**** DATA SECTION ****

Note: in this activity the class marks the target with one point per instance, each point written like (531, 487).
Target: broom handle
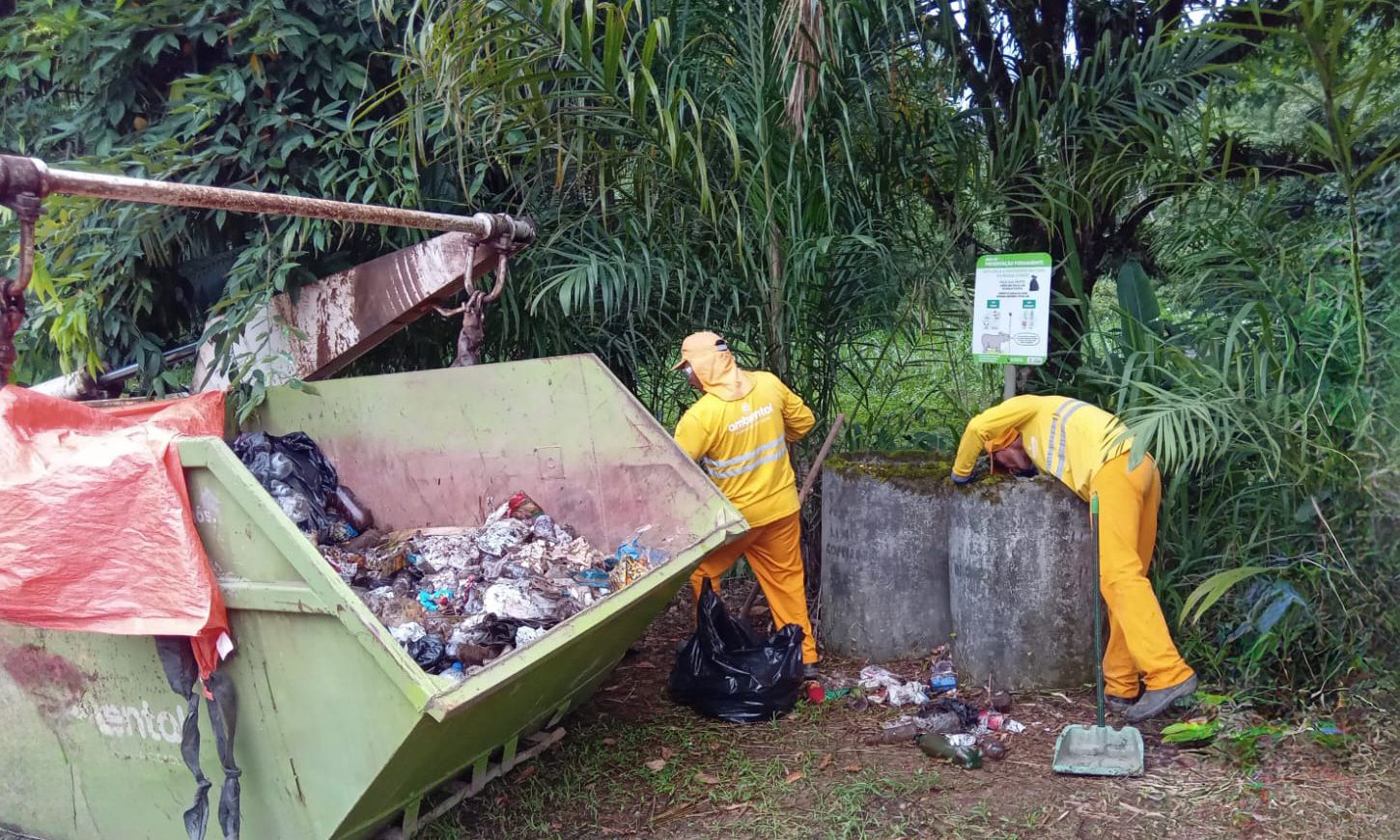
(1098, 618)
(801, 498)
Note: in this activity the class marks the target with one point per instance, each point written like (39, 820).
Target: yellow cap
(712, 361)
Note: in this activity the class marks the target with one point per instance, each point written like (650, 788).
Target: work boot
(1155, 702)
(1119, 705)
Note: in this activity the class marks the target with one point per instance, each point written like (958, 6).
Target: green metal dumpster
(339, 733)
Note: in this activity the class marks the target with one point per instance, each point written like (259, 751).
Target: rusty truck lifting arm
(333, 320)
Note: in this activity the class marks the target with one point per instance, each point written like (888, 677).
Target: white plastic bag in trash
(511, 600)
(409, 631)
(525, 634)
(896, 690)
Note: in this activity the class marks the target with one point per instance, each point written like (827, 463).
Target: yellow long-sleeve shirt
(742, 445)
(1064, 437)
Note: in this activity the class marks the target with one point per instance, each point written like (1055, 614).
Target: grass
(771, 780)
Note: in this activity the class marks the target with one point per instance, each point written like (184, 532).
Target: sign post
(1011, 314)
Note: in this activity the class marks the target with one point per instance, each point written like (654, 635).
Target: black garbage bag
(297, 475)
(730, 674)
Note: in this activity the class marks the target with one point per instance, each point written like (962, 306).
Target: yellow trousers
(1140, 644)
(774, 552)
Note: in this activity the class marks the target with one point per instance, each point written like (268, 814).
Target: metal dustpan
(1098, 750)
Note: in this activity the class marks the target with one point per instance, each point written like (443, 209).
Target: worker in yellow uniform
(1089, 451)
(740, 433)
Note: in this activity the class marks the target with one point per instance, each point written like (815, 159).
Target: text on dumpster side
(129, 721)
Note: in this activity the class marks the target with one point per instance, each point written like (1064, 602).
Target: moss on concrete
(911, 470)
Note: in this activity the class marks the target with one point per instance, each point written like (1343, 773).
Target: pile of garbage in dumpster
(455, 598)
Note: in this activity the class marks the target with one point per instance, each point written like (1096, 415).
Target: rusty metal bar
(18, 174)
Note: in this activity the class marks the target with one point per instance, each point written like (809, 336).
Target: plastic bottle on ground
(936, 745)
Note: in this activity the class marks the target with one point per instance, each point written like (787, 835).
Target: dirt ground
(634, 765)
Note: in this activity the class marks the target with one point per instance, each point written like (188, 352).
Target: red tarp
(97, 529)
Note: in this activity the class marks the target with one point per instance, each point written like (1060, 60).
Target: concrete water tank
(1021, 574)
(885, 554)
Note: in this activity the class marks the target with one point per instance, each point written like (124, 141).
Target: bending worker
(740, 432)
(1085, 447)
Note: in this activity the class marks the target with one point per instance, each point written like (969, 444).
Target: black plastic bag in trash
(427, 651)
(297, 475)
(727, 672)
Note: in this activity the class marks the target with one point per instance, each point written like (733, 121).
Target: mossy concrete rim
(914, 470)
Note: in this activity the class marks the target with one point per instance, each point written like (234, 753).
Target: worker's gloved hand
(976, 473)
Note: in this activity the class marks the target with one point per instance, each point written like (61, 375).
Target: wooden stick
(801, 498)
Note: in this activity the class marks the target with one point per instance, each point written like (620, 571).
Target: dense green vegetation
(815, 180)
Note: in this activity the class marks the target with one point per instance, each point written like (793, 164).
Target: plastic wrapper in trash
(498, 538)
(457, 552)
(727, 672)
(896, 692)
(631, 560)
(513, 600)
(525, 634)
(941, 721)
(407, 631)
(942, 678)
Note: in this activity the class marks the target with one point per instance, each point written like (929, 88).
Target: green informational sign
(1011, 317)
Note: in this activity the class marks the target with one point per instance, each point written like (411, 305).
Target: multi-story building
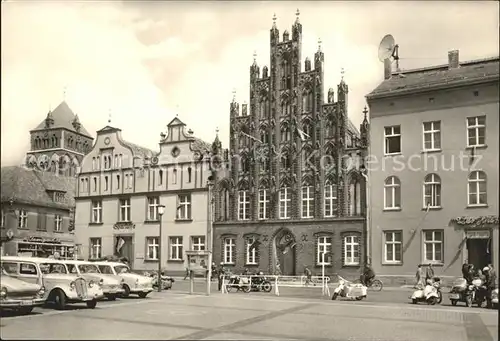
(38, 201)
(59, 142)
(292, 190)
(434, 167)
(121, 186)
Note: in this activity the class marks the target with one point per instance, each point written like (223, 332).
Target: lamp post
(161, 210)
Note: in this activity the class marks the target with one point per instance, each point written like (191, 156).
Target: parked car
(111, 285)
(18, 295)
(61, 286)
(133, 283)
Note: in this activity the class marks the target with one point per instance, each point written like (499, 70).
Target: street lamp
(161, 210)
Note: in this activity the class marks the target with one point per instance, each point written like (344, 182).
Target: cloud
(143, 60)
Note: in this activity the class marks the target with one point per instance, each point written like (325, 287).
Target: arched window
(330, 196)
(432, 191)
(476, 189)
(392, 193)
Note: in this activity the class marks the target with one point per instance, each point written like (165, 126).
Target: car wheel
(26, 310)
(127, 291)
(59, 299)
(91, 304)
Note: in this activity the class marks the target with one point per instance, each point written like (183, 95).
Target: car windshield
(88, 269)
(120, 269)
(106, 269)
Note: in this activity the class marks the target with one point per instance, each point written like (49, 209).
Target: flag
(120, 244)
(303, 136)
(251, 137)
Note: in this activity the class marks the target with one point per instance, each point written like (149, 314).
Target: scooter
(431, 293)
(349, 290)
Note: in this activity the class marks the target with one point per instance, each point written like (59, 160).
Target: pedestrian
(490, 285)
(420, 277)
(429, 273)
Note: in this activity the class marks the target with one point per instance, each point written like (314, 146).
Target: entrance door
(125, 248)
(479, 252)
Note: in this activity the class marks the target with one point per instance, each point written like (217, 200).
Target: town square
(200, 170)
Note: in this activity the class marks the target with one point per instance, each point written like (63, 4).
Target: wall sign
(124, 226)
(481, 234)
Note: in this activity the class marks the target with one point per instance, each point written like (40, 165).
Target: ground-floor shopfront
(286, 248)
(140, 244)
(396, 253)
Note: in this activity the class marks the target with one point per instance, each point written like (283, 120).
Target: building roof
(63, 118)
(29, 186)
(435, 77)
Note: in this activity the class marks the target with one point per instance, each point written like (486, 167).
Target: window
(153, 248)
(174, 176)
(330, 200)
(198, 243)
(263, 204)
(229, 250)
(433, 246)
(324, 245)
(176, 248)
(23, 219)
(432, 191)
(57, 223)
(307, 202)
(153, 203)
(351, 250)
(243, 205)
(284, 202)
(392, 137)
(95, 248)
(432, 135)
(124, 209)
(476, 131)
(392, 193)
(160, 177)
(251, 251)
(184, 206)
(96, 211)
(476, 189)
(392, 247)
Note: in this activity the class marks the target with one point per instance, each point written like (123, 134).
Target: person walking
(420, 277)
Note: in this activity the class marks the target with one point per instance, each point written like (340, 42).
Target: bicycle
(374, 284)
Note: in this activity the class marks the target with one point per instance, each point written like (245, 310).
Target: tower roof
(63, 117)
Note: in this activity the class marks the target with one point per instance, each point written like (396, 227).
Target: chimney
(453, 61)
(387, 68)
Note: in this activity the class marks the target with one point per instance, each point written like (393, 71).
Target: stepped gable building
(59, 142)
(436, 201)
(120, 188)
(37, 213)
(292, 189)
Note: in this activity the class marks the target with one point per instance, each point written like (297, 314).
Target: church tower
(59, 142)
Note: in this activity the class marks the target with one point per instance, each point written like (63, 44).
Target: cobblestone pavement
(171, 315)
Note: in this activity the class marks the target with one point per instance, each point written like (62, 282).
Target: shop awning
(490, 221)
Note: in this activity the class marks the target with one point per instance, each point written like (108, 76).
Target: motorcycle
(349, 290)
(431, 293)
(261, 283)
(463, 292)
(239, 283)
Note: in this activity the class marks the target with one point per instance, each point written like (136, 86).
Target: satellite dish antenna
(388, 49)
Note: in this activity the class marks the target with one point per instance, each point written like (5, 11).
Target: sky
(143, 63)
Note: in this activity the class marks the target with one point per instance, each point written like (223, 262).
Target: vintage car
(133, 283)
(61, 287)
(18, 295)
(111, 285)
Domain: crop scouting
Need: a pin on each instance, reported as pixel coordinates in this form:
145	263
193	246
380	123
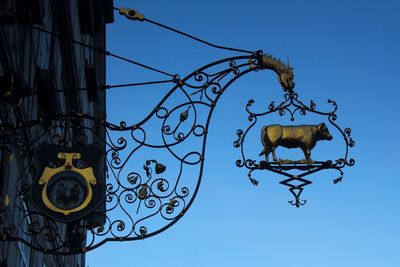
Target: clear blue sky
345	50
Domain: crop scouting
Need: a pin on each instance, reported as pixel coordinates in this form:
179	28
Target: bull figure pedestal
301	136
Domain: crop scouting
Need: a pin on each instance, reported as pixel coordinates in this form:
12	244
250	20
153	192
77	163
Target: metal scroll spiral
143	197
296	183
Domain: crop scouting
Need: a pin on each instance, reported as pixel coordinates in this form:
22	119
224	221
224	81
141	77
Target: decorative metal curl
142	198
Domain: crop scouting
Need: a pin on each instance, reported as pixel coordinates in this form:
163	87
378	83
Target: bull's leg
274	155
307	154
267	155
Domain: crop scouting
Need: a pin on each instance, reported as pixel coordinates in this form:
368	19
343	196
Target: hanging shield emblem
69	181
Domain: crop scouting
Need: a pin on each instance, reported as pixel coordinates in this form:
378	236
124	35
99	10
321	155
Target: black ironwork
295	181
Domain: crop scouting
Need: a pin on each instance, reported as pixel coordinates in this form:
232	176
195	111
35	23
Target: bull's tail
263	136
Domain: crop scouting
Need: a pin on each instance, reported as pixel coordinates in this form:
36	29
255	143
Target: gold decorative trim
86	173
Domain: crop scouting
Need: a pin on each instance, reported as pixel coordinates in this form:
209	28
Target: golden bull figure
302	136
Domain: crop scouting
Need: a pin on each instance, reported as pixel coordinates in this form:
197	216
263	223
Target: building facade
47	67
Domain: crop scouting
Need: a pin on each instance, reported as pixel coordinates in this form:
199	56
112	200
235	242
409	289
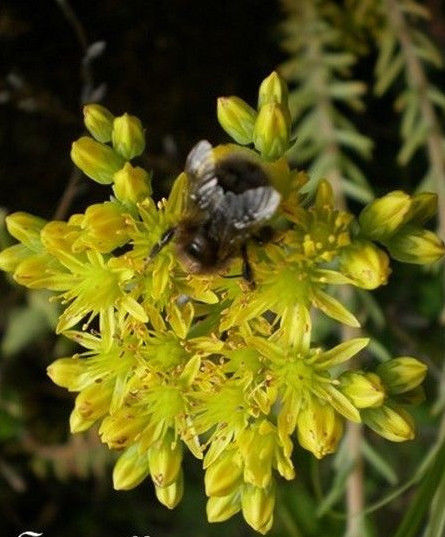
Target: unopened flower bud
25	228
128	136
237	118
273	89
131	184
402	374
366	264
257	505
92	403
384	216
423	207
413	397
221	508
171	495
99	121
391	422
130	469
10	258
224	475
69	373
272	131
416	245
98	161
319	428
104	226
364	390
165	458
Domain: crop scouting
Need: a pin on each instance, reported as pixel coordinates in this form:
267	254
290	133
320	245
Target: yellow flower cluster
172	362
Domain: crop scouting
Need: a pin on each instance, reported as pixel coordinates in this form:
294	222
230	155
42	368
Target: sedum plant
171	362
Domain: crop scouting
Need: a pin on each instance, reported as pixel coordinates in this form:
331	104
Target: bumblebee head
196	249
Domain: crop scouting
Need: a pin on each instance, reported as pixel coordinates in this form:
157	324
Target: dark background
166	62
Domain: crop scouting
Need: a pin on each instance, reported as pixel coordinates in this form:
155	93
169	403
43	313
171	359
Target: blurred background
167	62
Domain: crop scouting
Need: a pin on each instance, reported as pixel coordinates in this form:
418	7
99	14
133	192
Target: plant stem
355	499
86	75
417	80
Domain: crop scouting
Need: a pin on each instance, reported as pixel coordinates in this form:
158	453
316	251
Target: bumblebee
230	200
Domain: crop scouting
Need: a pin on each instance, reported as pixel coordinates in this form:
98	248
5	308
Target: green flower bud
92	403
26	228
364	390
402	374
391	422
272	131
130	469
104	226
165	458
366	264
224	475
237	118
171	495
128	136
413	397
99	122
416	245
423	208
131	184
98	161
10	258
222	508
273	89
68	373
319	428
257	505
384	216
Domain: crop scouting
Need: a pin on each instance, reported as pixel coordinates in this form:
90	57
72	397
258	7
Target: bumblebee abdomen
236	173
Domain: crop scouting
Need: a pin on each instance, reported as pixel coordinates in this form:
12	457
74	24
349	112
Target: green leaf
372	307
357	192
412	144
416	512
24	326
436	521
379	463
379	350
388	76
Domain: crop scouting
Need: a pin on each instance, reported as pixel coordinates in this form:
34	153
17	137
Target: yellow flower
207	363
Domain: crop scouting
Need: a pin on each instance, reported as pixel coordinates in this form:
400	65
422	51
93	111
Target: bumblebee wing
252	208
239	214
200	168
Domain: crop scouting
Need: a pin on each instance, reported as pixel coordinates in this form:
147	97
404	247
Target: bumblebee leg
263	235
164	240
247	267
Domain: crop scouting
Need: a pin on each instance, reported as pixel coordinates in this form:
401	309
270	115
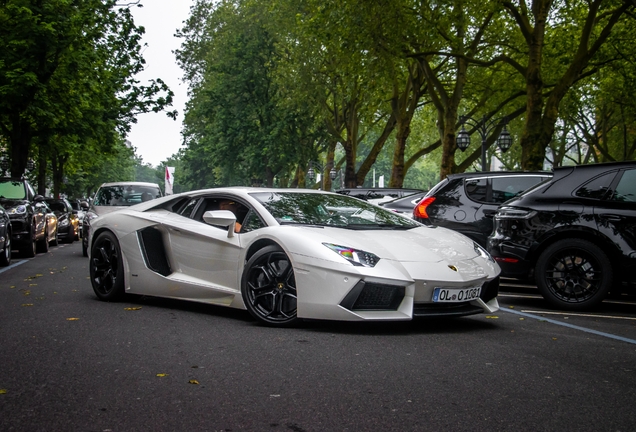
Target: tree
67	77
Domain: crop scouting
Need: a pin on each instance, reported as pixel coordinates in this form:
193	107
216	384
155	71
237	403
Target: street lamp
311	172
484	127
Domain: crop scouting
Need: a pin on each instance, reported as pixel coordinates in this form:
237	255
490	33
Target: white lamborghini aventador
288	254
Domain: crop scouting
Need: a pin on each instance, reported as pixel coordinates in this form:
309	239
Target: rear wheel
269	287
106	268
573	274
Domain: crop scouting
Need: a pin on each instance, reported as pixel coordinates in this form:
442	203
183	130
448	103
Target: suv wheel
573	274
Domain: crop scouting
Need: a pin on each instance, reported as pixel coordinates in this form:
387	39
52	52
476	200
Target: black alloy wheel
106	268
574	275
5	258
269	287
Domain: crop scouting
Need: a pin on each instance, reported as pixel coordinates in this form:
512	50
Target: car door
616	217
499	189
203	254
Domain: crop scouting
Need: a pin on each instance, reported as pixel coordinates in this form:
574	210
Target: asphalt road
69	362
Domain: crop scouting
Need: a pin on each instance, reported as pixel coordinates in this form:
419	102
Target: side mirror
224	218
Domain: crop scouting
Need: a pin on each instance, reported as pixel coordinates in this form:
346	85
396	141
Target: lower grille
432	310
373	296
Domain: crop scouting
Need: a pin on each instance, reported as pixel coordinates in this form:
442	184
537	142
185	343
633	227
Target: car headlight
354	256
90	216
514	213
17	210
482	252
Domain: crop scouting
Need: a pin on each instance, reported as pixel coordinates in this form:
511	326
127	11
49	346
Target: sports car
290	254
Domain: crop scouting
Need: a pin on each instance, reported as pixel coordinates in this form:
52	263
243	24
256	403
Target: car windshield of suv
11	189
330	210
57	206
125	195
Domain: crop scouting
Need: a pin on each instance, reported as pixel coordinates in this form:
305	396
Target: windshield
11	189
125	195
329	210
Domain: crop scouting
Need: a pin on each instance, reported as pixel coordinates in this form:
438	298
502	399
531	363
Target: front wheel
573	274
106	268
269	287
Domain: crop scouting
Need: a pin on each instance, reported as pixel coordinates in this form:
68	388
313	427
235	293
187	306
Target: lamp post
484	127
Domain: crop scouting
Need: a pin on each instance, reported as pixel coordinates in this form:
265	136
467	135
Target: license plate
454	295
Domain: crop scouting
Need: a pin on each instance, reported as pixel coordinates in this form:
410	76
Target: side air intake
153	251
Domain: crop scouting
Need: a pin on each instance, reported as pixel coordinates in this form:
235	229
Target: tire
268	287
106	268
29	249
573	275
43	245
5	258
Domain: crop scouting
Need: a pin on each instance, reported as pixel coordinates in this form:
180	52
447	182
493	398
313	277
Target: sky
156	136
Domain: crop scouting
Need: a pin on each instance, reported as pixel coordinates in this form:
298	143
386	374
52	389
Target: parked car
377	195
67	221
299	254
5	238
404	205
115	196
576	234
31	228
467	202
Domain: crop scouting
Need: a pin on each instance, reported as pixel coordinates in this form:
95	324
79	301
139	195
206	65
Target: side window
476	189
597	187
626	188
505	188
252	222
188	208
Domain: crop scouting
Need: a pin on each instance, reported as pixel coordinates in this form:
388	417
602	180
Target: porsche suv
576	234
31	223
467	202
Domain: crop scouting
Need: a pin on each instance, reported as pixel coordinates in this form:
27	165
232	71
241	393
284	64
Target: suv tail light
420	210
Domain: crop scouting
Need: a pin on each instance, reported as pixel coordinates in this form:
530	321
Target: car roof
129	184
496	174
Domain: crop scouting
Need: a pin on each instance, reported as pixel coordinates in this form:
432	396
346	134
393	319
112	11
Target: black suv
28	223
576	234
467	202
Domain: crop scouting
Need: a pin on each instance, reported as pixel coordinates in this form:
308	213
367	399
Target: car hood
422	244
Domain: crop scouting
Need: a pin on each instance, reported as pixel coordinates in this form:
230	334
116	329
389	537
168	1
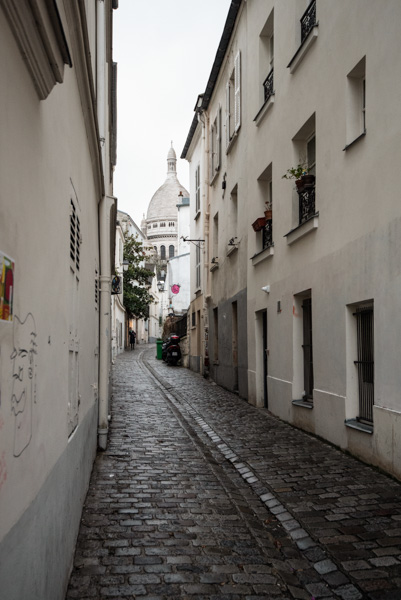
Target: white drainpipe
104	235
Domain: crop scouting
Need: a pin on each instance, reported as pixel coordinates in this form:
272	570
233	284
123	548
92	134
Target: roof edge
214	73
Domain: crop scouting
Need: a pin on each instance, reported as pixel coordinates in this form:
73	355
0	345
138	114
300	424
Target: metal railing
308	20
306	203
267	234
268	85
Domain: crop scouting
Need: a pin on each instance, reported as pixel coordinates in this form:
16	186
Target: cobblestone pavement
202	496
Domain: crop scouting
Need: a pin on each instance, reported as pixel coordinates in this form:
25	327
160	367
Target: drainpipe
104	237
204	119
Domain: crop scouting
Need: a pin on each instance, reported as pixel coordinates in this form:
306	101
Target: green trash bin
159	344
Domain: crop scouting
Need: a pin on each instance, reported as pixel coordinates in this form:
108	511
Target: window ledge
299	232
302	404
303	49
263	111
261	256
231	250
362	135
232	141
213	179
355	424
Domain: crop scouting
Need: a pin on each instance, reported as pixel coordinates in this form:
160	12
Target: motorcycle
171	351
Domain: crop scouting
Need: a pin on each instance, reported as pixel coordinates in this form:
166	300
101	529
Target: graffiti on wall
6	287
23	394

****

### STATED EXERCISE
Pick out every line above that contains the word "flower", and treat uppercase and lowercase as different.

### ANSWER TO THIS PROBLEM
Target: unopened flower bud
Target: yellow flower cluster
Target: green flower bud
Target: yellow flower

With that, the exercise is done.